(Exercise input)

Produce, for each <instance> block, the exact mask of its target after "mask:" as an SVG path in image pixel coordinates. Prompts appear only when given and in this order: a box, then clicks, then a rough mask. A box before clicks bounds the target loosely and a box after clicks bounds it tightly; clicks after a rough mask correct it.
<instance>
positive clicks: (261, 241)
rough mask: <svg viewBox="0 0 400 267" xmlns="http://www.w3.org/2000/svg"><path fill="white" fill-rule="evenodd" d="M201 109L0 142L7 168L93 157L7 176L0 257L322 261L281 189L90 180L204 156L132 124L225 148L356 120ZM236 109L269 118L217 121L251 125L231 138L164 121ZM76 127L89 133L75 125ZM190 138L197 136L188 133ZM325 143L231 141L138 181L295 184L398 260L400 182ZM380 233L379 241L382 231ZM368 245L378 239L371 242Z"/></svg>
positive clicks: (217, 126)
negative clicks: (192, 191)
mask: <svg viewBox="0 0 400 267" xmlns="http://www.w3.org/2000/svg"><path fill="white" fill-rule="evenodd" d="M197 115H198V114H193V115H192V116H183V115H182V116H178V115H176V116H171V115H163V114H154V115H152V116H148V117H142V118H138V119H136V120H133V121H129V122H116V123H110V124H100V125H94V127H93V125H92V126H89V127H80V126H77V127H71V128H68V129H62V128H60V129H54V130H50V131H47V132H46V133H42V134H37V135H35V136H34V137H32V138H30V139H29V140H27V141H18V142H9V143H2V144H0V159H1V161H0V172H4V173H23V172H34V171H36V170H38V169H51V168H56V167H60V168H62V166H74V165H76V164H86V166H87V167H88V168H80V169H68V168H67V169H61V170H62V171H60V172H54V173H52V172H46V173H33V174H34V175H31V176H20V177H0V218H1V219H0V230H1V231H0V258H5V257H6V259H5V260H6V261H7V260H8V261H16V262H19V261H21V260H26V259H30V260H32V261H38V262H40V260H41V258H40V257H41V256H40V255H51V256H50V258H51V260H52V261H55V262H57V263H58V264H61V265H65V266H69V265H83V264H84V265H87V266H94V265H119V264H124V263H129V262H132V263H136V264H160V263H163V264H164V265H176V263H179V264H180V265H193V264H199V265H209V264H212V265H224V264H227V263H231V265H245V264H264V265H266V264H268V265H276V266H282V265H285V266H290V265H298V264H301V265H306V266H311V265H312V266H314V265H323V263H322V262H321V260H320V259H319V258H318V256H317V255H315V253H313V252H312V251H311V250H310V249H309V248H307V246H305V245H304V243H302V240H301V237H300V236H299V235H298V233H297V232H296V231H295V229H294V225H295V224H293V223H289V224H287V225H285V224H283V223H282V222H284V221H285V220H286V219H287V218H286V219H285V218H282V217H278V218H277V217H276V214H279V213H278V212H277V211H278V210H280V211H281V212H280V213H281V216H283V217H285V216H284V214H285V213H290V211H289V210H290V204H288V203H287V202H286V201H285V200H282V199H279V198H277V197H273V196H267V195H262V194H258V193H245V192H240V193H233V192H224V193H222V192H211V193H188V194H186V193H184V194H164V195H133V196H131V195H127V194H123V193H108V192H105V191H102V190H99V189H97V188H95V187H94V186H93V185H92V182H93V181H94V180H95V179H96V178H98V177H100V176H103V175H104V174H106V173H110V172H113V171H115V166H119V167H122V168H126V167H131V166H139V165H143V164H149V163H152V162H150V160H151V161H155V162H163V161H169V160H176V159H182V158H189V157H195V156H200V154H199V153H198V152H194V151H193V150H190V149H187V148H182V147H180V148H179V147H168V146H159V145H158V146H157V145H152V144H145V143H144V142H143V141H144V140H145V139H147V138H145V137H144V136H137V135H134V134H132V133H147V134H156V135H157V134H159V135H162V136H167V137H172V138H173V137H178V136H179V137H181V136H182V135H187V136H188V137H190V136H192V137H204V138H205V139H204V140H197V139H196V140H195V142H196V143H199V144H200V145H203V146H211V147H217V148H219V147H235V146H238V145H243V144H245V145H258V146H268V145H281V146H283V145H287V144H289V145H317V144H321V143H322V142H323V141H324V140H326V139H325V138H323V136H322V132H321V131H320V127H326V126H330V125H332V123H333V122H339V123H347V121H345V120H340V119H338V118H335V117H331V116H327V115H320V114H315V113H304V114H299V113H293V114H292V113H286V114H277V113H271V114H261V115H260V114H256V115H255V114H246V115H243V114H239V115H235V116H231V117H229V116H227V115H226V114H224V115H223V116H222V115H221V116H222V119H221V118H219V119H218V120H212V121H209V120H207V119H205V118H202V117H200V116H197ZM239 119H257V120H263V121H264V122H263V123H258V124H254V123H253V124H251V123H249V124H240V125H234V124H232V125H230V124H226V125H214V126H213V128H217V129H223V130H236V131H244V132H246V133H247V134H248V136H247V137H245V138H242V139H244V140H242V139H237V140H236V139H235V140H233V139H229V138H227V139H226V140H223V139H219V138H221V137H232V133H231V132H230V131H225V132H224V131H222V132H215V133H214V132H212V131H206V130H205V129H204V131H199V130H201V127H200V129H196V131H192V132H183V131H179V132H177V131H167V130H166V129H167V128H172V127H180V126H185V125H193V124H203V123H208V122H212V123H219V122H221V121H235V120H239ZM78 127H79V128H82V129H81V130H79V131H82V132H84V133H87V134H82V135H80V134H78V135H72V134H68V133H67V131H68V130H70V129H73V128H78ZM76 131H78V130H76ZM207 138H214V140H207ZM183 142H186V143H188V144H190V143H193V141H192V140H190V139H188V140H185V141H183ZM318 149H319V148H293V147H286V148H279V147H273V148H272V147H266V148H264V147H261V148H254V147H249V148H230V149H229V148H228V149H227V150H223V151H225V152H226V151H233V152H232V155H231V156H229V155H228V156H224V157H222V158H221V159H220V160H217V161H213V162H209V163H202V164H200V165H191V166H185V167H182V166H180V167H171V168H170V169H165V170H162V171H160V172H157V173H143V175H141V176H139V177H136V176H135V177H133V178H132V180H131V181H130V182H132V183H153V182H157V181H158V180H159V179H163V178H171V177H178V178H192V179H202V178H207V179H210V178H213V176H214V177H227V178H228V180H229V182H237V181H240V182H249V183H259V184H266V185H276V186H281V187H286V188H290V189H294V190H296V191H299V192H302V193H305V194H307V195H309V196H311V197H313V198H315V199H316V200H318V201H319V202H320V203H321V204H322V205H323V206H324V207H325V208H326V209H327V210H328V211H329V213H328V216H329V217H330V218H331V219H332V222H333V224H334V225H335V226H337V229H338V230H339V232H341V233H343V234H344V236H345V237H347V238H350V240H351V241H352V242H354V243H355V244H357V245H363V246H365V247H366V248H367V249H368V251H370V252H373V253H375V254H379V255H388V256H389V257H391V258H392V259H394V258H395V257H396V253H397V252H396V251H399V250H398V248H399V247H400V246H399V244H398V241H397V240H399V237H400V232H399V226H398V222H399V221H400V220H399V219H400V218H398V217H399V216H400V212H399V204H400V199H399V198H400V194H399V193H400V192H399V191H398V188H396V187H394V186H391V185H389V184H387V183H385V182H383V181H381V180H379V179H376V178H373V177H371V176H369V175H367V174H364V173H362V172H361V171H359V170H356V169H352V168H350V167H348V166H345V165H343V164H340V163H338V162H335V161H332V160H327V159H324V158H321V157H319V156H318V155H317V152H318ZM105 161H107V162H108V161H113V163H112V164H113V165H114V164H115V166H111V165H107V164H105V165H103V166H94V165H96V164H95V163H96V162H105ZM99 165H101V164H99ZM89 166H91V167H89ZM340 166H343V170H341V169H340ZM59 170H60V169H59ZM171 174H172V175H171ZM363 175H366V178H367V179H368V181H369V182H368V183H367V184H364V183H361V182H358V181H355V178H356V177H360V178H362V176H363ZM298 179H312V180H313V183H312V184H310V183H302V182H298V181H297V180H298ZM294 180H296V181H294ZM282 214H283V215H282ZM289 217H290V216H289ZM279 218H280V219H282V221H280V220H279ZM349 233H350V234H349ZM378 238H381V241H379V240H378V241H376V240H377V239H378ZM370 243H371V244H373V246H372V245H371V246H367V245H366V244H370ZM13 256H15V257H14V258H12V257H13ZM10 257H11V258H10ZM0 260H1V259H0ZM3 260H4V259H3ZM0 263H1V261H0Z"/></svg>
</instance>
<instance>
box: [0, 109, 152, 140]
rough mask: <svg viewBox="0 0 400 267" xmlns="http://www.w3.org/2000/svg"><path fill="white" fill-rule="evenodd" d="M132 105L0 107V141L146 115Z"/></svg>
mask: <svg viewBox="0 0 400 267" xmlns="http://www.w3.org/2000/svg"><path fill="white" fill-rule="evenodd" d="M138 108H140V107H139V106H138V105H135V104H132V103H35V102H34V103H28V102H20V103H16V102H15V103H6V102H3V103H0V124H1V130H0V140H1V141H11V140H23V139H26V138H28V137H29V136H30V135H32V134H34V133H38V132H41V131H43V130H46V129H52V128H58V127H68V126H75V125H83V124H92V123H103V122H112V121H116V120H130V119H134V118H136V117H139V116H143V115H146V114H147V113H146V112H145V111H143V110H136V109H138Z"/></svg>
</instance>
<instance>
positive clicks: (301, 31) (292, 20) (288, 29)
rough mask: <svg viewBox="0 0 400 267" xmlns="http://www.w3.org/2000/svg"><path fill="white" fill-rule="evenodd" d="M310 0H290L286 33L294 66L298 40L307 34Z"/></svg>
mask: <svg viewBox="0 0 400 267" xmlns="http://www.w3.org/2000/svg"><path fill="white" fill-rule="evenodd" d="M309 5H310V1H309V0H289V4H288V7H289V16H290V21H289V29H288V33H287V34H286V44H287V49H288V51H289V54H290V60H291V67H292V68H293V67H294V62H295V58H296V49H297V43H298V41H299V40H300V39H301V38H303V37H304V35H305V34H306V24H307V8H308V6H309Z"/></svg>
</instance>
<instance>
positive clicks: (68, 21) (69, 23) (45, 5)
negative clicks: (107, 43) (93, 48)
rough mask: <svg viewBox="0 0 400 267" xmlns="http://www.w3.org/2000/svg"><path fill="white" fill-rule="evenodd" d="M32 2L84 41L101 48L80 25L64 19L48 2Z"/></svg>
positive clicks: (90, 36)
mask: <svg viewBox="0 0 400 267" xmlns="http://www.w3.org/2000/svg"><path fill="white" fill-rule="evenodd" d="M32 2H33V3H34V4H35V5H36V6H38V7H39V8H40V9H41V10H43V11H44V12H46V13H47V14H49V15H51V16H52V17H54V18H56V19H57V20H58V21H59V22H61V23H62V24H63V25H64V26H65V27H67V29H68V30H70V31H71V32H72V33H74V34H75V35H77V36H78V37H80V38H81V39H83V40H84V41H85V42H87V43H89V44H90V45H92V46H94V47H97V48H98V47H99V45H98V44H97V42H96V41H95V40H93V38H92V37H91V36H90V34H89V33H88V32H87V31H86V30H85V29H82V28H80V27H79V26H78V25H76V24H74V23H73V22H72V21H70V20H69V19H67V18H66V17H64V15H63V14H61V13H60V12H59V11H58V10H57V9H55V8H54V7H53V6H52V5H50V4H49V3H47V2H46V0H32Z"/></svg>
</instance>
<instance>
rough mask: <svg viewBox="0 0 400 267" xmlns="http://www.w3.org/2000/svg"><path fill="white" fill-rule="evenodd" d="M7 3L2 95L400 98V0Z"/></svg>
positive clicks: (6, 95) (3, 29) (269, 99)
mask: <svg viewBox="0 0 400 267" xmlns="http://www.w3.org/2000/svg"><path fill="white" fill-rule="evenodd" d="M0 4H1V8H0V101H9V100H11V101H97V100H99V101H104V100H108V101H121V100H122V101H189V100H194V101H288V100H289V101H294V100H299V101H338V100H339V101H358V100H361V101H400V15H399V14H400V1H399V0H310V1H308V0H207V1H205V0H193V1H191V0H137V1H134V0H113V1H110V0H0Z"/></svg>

(End Exercise input)

**How to complete this task:**
Please return the lines above exactly, from the first one down to the line with "positive clicks: (217, 126)", and stop after that line.

**Task solution:**
Produce, for each <instance> block, the exact mask of its target after "mask:" as an SVG path in image pixel coordinates. Prompts appear only when given and in this order: a box, then clicks, then a rough mask. A box before clicks bounds the target loosely and a box after clicks bounds it tightly; clicks after a rough mask correct it.
<instance>
positive clicks: (261, 241)
rough mask: <svg viewBox="0 0 400 267" xmlns="http://www.w3.org/2000/svg"><path fill="white" fill-rule="evenodd" d="M201 109L0 142L7 168L93 157L7 176L0 257L322 261L281 189L90 180L204 156L132 124L225 148L356 120ZM236 109L269 118L217 121L251 125L231 138L164 121ZM76 127L89 133L75 125ZM190 138L197 136L188 133ZM325 143L231 141L138 181L295 184L398 260L400 182ZM380 233L379 241L382 231ZM368 245L378 239L371 242Z"/></svg>
positive clicks: (217, 126)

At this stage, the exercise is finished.